**Input**

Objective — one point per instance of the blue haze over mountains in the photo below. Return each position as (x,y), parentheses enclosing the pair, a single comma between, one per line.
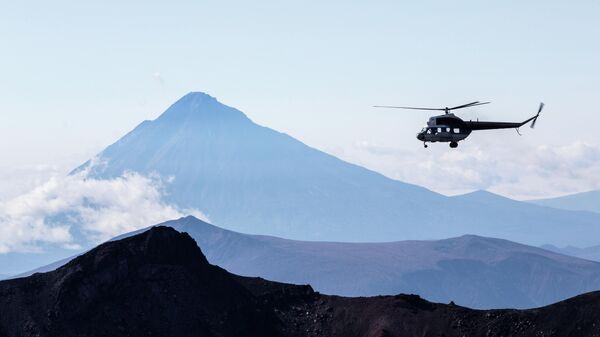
(470,270)
(250,178)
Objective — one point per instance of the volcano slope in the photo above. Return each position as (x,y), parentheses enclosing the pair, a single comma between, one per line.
(159,283)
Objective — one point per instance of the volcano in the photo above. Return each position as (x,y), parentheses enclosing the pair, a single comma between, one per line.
(253,179)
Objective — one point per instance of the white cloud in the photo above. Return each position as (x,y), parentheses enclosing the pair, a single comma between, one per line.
(99,209)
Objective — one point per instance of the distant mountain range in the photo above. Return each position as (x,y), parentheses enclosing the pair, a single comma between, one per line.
(250,178)
(589,253)
(158,283)
(587,201)
(473,271)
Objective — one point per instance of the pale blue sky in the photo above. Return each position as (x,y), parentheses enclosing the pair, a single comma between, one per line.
(77,75)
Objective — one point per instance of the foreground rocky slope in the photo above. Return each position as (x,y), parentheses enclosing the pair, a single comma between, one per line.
(159,283)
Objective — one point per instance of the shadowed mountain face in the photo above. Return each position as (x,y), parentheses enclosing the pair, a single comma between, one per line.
(587,201)
(250,178)
(469,270)
(159,283)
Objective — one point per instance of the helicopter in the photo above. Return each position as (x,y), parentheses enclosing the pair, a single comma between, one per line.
(451,128)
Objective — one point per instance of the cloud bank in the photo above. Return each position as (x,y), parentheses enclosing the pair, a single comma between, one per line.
(66,210)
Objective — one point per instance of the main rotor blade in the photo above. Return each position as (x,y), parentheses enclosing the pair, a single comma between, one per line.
(406,107)
(541,107)
(468,105)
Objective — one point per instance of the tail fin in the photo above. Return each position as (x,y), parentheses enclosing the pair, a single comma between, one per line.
(538,115)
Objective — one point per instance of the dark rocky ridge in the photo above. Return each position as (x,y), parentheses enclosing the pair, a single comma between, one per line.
(158,283)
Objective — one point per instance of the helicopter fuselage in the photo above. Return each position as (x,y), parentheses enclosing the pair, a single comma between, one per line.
(444,128)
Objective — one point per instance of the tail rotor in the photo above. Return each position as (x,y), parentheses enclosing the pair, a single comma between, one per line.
(538,114)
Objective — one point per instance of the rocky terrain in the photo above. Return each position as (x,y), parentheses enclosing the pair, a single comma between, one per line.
(158,283)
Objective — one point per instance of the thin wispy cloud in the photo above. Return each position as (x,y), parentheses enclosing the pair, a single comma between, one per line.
(524,172)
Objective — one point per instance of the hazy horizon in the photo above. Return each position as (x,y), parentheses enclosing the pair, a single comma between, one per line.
(80,75)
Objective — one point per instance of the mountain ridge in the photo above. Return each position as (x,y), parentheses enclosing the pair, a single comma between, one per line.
(470,270)
(250,178)
(159,283)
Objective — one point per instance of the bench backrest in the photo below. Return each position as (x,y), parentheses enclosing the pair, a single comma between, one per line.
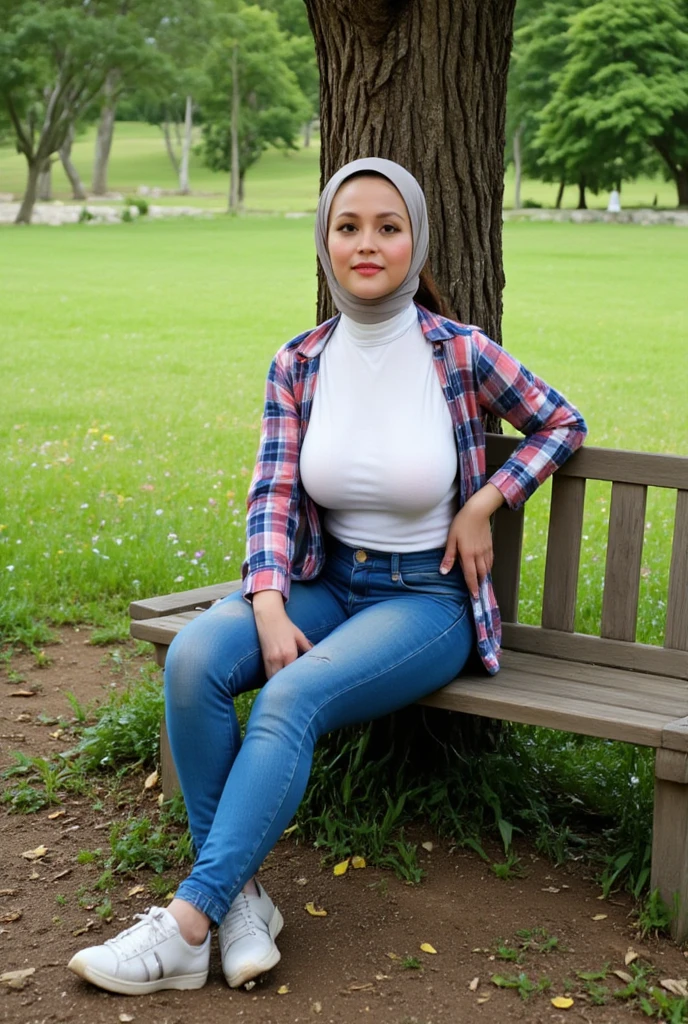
(630,473)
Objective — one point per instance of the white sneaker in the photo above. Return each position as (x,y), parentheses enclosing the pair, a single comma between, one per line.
(247,937)
(149,955)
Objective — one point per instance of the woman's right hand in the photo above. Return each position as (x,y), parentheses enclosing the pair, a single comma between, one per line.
(281,640)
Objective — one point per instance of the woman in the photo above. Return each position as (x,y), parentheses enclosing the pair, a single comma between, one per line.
(367,583)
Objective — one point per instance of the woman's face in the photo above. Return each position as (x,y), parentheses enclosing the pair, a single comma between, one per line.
(370,239)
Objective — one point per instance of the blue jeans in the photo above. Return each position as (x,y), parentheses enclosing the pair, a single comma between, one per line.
(387,629)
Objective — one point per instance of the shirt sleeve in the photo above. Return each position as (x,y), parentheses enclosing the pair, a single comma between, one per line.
(273,494)
(554,427)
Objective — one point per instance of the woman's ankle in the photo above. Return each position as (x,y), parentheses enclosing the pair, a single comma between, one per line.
(194,924)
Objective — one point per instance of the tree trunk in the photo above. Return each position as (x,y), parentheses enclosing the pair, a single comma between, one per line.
(29,201)
(78,190)
(186,147)
(424,83)
(233,177)
(44,186)
(103,139)
(582,196)
(517,167)
(307,132)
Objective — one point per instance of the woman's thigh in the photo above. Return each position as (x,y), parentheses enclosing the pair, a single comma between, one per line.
(382,658)
(220,647)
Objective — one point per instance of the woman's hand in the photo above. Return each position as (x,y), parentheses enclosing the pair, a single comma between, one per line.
(470,538)
(281,640)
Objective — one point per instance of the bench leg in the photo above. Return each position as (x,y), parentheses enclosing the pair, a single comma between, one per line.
(670,835)
(170,779)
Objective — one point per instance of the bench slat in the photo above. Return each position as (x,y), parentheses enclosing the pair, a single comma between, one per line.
(676,634)
(595,650)
(184,600)
(563,553)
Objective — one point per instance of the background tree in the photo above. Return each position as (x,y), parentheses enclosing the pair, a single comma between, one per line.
(624,89)
(270,104)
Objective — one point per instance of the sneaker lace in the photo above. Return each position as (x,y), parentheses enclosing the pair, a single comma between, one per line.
(240,922)
(149,928)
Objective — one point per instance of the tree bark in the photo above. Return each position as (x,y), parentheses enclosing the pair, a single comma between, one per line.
(78,190)
(103,141)
(233,175)
(582,196)
(44,186)
(29,200)
(424,83)
(517,167)
(186,147)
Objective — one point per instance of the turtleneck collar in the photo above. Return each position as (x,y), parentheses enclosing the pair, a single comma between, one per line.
(380,334)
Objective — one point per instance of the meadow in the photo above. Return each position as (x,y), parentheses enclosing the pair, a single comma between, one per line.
(132,361)
(278,182)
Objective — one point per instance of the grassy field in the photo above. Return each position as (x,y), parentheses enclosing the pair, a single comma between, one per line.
(133,358)
(280,181)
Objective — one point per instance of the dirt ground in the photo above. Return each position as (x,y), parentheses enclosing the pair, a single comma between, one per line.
(343,968)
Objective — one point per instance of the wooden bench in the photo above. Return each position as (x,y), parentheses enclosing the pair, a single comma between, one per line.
(606,685)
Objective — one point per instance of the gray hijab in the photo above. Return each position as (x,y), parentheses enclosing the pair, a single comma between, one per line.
(376,310)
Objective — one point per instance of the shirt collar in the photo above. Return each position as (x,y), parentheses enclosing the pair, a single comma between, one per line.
(434,328)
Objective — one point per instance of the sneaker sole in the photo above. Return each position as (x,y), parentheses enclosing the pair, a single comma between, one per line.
(250,971)
(122,987)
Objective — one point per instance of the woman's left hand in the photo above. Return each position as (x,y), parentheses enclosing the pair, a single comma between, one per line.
(470,538)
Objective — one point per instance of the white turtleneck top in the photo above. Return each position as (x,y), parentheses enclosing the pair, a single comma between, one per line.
(380,455)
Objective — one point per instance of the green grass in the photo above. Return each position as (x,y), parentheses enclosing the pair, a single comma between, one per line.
(278,181)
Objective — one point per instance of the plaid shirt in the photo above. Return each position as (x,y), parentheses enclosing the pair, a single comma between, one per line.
(477,376)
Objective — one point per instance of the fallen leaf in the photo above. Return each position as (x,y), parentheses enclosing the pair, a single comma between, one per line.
(314,912)
(86,928)
(36,854)
(16,979)
(677,986)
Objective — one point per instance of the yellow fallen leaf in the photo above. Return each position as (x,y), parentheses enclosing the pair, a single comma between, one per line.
(36,854)
(562,1001)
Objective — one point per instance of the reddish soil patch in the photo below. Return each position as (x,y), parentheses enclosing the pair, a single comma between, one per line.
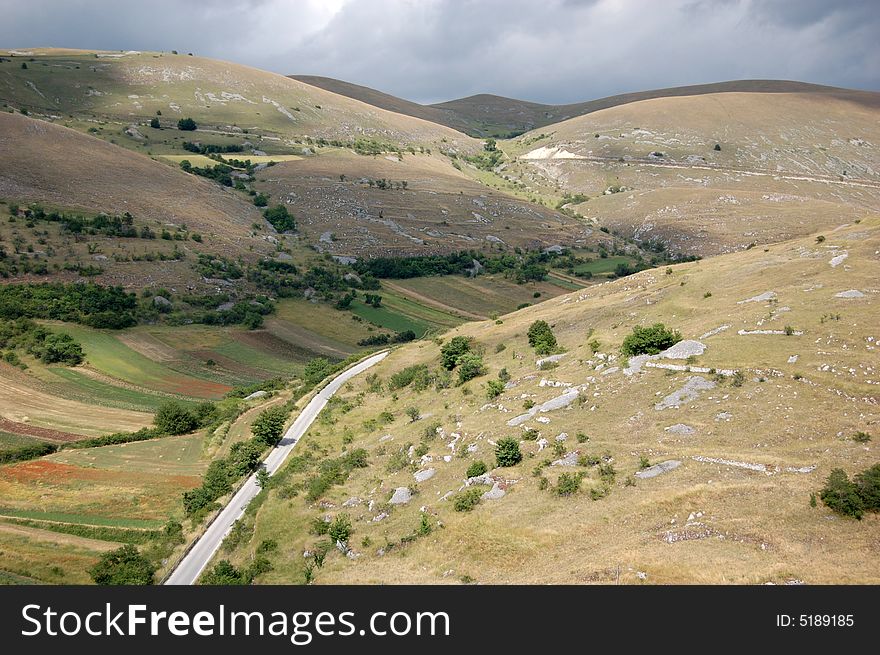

**Description of the task**
Word for word, copy the lines from the one with "Objective — one point per instance of the woman's left" through the end of the entries above, and do not include any picture.

**Exercise result**
Objective — one point per instance of the woman's left hand in the photo above. Return each position as (x,y), parentheses enclosing the pair, a single comma between, one per line.
(470,538)
Objective — one point per instance of the white turtleneck top in the photo above. Return each position as (x,y), parentheses enclosing the pair, a single comma between, one per line.
(380,455)
Objective — one point per instance of the green grass in the photo above. Return each position as (x,y), parentheses enclosing the pair, a single comma between, one per line.
(278,181)
Objective — one point per instance of the plaid shirt in the photo above. Return each position as (x,y), parentheses enclosing the pair, a single comma between, one per line.
(477,376)
Objective — one point per instance of the fallen leaf in the photo above. Return each position as (x,y), parentheses enclosing the pair, a single comma between, one per line.
(314,912)
(86,928)
(36,854)
(16,979)
(677,986)
Objective — one point per instance of the yellow fallen leaf in the photo above. Return each position as (x,y), parentheses enclosing the pair, a single comma between, one per line.
(36,854)
(562,1001)
Objective — one point per instance of the reddish soil patch in the photo below. Return each position as (x,y), parentheses enclosing the pair, a single comma between, one per line.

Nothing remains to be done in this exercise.